━━━━━ Data

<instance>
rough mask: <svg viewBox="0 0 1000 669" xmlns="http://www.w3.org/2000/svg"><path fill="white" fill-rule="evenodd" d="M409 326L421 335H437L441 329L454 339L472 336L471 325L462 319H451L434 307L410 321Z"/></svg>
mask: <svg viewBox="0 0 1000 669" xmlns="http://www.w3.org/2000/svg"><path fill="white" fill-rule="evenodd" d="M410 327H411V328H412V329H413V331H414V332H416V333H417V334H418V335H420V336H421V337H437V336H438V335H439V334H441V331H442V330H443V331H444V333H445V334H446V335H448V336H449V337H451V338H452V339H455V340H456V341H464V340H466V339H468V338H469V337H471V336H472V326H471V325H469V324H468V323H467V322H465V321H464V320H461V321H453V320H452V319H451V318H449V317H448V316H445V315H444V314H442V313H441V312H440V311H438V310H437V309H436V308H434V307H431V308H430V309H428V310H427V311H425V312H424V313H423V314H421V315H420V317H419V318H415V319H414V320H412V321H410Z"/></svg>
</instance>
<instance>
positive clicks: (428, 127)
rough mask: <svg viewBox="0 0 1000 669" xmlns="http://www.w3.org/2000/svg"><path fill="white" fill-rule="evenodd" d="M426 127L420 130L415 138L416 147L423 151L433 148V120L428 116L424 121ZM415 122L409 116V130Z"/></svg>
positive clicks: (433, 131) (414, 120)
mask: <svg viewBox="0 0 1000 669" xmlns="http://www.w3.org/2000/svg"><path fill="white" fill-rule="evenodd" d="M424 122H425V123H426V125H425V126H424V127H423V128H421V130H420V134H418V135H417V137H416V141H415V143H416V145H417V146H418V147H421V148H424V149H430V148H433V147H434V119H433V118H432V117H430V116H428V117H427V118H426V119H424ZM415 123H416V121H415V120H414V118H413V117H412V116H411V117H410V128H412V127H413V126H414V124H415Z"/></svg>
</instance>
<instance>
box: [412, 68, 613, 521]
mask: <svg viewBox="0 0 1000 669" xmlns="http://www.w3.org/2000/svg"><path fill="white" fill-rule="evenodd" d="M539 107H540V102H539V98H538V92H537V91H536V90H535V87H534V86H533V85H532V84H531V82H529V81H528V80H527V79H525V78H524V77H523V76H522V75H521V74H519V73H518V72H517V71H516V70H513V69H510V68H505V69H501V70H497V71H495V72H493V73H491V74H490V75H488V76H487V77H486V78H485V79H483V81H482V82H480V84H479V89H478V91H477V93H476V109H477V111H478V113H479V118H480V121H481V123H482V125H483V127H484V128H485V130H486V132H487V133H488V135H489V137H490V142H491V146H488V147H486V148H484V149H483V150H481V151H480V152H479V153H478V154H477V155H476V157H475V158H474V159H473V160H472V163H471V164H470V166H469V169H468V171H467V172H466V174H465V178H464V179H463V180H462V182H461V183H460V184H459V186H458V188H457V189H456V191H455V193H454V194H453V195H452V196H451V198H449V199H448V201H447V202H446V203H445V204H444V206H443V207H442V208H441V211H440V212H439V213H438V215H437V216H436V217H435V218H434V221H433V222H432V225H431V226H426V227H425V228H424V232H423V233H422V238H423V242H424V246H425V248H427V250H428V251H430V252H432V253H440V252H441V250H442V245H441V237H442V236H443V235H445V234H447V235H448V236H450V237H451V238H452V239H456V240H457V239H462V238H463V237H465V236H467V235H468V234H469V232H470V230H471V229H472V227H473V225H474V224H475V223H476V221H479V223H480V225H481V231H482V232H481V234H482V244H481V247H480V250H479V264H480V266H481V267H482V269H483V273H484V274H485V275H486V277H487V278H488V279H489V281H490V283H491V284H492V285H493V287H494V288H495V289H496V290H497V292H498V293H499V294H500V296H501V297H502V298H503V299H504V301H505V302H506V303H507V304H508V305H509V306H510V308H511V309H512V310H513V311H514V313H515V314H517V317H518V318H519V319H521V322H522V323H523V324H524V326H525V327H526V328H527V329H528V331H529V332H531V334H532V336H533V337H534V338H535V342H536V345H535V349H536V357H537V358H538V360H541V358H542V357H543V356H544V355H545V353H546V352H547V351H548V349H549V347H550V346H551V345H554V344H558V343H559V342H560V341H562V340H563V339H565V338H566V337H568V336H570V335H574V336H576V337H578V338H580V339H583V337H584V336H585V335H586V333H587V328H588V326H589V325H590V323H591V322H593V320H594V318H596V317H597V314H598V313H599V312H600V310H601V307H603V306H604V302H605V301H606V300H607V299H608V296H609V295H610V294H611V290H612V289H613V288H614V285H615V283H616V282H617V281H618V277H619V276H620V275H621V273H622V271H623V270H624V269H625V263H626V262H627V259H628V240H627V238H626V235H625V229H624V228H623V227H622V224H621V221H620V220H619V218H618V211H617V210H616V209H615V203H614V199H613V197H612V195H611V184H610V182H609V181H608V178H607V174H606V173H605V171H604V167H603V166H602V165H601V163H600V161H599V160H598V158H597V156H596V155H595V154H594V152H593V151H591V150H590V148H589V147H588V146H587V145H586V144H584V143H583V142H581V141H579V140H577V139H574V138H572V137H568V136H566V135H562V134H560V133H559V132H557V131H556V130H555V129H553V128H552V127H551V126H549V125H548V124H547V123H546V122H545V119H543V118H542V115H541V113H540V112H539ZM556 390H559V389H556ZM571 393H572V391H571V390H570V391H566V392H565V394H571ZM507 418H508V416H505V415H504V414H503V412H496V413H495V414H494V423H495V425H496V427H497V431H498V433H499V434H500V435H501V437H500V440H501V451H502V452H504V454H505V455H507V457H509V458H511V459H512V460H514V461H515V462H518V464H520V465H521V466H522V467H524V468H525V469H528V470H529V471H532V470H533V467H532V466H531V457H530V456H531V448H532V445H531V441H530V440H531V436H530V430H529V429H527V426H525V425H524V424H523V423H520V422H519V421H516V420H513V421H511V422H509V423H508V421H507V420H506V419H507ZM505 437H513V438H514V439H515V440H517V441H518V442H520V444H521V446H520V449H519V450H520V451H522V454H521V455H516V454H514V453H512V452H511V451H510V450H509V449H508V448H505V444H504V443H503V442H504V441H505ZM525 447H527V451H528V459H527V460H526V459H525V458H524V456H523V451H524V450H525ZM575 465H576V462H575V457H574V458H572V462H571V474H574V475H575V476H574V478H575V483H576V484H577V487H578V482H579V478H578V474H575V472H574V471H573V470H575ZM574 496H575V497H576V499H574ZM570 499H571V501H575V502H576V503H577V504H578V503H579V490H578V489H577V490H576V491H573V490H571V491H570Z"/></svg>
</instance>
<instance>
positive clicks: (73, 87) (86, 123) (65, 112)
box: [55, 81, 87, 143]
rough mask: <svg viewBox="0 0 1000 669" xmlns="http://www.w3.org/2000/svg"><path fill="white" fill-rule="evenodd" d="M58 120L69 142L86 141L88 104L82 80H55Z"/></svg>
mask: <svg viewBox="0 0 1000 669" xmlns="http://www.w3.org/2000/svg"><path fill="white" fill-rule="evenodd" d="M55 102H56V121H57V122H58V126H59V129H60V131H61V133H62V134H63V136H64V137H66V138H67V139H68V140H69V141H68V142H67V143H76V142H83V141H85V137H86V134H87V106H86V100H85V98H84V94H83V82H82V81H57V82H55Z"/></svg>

━━━━━━━━━━
━━━━━ Data

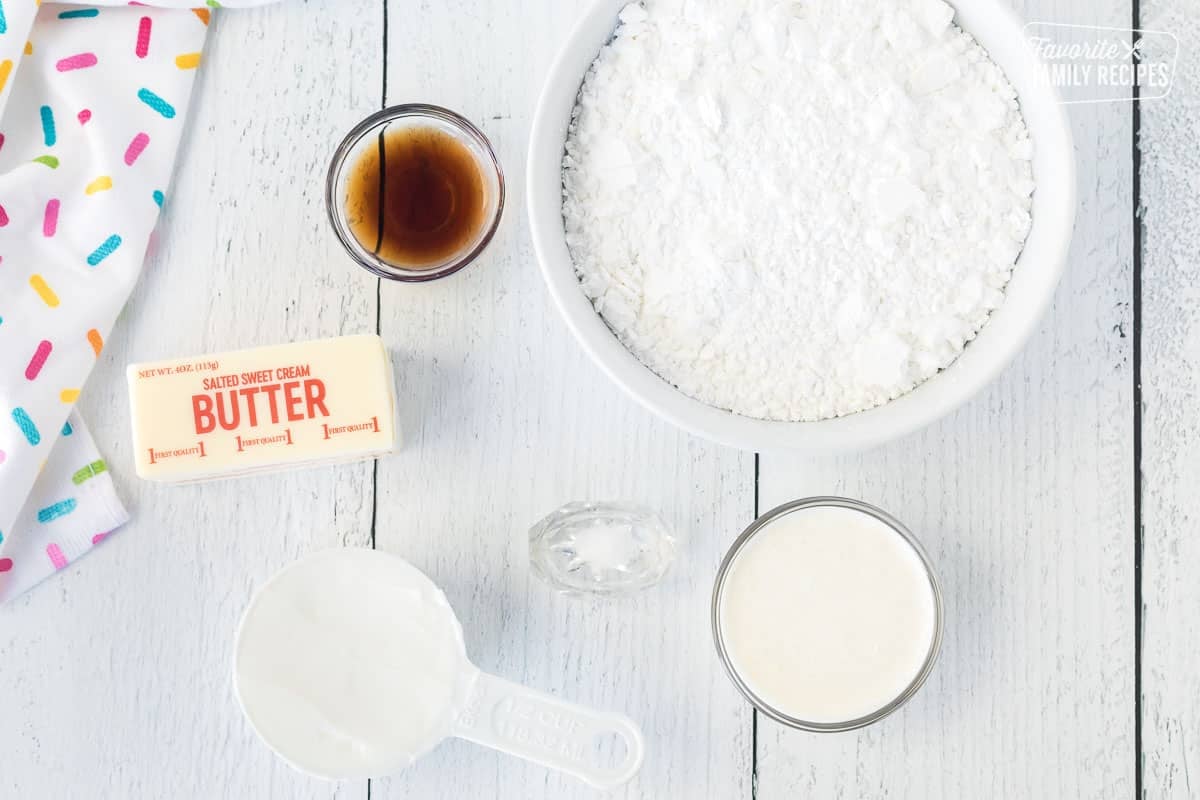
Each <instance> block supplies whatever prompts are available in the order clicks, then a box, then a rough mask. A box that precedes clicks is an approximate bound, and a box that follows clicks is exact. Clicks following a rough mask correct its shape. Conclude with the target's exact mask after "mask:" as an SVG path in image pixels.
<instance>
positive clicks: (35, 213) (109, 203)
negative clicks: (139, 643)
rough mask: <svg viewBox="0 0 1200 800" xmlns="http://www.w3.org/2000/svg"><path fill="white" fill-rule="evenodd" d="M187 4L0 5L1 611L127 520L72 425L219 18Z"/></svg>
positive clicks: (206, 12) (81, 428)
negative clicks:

━━━━━━━━━━

→ **Assigned task**:
Using the records above, restate word for word the lines from the one with "326L421 335H437L441 329L454" through the one with "127L420 130L415 138L416", both included.

→ **Response to the exercise**:
rough mask: <svg viewBox="0 0 1000 669" xmlns="http://www.w3.org/2000/svg"><path fill="white" fill-rule="evenodd" d="M409 326L421 335H437L441 329L454 339L472 336L471 325L462 319H451L434 307L410 321Z"/></svg>
mask: <svg viewBox="0 0 1000 669" xmlns="http://www.w3.org/2000/svg"><path fill="white" fill-rule="evenodd" d="M410 327H411V328H412V329H413V331H414V332H416V333H417V334H418V335H420V336H421V337H437V336H438V335H439V334H441V331H442V330H443V331H444V333H445V334H446V335H448V336H449V337H451V338H452V339H455V340H456V341H464V340H466V339H468V338H469V337H471V336H472V326H471V325H469V324H468V323H467V322H465V321H464V320H461V321H453V320H452V319H451V318H449V317H448V316H445V315H444V314H442V313H441V312H440V311H438V310H437V309H436V308H434V307H431V308H430V309H428V310H427V311H425V312H424V313H423V314H421V315H420V317H419V318H415V319H414V320H412V321H410Z"/></svg>
</instance>
<instance>
positive clicks: (428, 127)
rough mask: <svg viewBox="0 0 1000 669" xmlns="http://www.w3.org/2000/svg"><path fill="white" fill-rule="evenodd" d="M426 127L420 130L415 138L416 147L423 151L433 148V120L428 116L424 121ZM415 122L409 116V130Z"/></svg>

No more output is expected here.